Copying exactly, give the lines in the material below from the one with "Where can the child's" to the one with "Sample: <point>845,807</point>", ends included, and nothing besides.

BEGIN

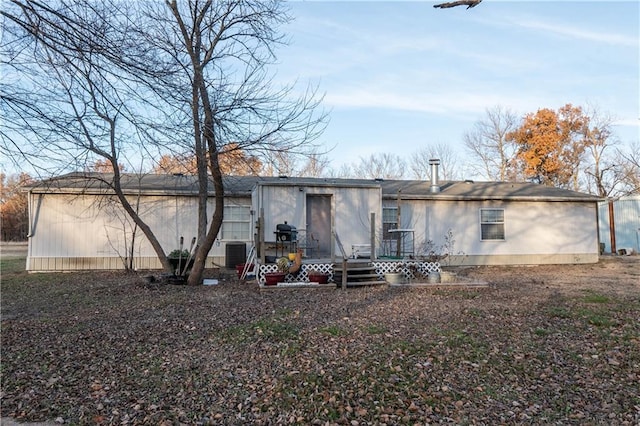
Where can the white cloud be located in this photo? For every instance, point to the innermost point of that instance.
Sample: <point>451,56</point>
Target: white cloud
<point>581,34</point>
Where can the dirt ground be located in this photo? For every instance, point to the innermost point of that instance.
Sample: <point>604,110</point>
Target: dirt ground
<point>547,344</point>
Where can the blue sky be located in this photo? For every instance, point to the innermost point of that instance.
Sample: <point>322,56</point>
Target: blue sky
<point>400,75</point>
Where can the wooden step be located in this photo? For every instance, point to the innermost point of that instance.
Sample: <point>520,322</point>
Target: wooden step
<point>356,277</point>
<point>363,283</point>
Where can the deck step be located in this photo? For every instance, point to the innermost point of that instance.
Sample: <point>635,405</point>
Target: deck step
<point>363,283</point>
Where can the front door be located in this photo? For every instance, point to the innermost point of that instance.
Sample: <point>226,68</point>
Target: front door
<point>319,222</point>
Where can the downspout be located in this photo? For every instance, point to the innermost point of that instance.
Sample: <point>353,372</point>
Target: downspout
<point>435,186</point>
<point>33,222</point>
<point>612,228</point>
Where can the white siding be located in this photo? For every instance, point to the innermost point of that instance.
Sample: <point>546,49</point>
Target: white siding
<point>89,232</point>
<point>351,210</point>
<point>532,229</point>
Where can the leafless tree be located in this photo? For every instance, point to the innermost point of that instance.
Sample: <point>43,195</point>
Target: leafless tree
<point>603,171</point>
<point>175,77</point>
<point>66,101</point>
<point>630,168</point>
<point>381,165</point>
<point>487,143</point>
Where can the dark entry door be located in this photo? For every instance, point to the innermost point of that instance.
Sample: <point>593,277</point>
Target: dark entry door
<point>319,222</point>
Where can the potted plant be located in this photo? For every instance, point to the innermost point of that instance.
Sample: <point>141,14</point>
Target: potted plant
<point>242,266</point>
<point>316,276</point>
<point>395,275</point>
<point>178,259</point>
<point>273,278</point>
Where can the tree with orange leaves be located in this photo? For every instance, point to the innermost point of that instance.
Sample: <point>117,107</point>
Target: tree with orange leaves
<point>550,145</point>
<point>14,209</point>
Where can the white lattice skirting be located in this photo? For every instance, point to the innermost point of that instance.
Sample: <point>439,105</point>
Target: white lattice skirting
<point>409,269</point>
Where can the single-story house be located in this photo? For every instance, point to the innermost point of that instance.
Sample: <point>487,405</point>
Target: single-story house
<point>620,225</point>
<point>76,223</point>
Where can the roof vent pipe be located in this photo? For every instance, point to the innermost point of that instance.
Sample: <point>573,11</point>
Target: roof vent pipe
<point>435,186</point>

END
BEGIN

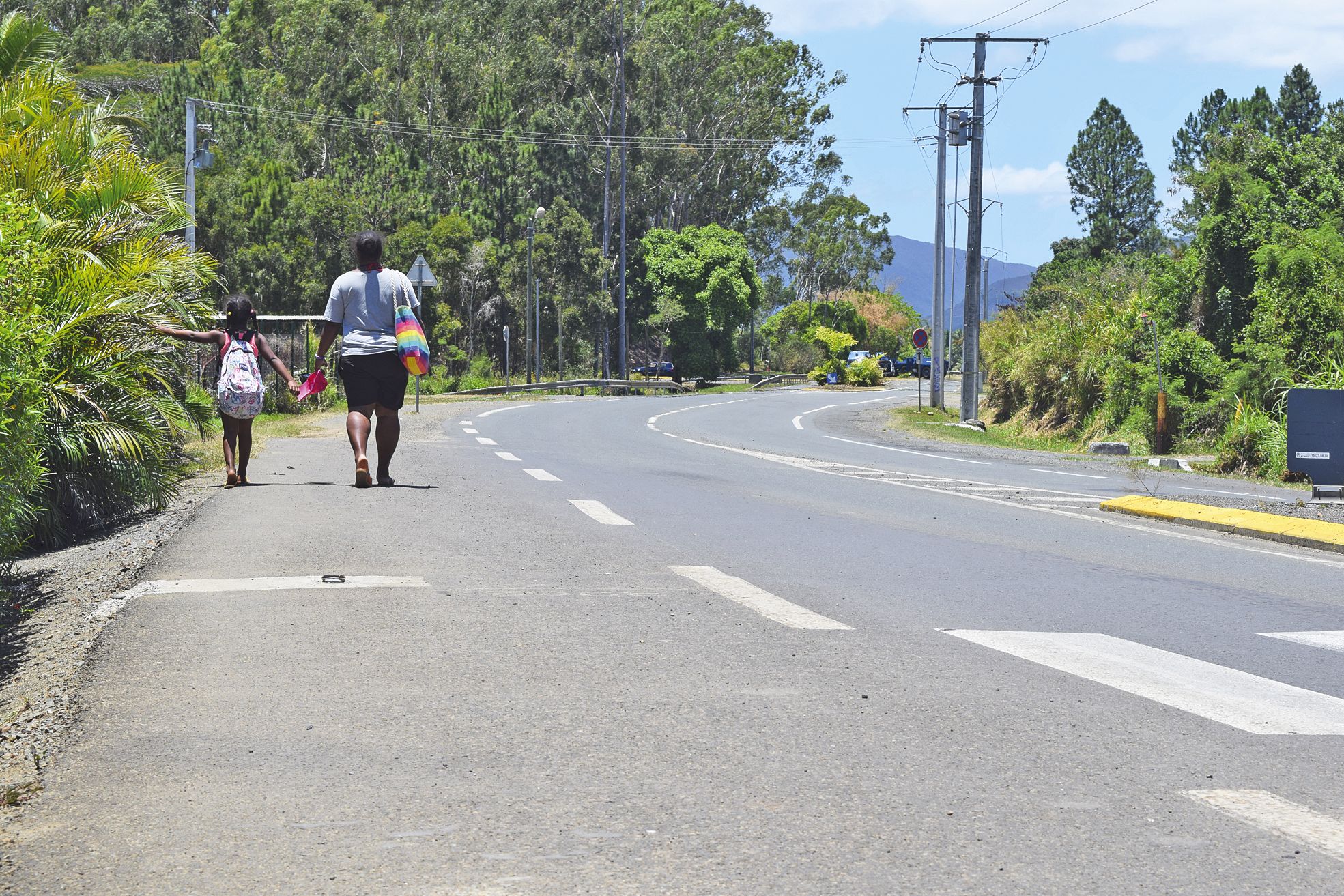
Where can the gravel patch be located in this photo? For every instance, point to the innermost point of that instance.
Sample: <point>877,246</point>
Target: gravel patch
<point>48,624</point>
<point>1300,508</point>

END
BEGIN

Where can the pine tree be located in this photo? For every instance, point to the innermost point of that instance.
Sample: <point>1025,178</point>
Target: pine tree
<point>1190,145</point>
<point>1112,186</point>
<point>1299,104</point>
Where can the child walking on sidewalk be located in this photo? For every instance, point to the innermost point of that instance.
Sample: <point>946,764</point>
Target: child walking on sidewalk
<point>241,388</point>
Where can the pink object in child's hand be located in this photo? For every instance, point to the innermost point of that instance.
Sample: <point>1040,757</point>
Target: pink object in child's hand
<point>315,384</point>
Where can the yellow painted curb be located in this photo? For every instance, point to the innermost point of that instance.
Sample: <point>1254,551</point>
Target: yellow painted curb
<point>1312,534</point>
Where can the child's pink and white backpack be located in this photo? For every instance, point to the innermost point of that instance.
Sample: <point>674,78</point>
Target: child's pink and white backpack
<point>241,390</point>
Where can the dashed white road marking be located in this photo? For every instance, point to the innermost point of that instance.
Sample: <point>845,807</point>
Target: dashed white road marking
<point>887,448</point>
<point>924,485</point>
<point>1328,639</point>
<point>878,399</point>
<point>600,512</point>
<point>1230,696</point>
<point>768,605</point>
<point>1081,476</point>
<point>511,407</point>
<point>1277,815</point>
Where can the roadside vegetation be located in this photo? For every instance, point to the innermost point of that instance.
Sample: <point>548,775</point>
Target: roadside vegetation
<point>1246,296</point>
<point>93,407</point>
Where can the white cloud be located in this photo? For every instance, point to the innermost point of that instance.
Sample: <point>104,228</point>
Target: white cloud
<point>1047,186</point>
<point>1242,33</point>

END

### Result
Where can the child's pink and white backpack be located in this photo? For every instance, point to the innermost point of that instance.
Sample: <point>674,78</point>
Target: child's pink and white backpack
<point>241,390</point>
Where can the dashed white road marking be located in this photo? For every instance, point to the innermost point of that instance.
Sample: <point>845,807</point>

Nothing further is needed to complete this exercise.